Begin

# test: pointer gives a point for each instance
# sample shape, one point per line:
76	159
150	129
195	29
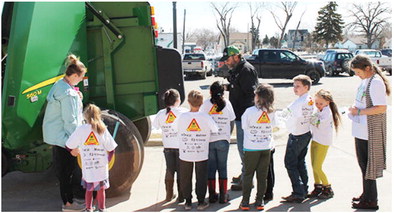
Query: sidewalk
148	192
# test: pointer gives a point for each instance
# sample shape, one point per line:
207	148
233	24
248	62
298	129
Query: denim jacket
63	114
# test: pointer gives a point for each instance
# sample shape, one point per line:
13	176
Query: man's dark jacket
243	81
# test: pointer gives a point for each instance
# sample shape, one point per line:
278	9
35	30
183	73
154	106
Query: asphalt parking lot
39	191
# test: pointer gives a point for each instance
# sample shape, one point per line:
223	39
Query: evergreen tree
266	40
329	25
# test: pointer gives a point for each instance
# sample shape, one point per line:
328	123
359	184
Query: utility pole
183	34
175	39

End

Select every line in the entries above that contains the string "jacket". Treat uppercase and lowercase as different.

Query: denim jacket
Query: man's dark jacket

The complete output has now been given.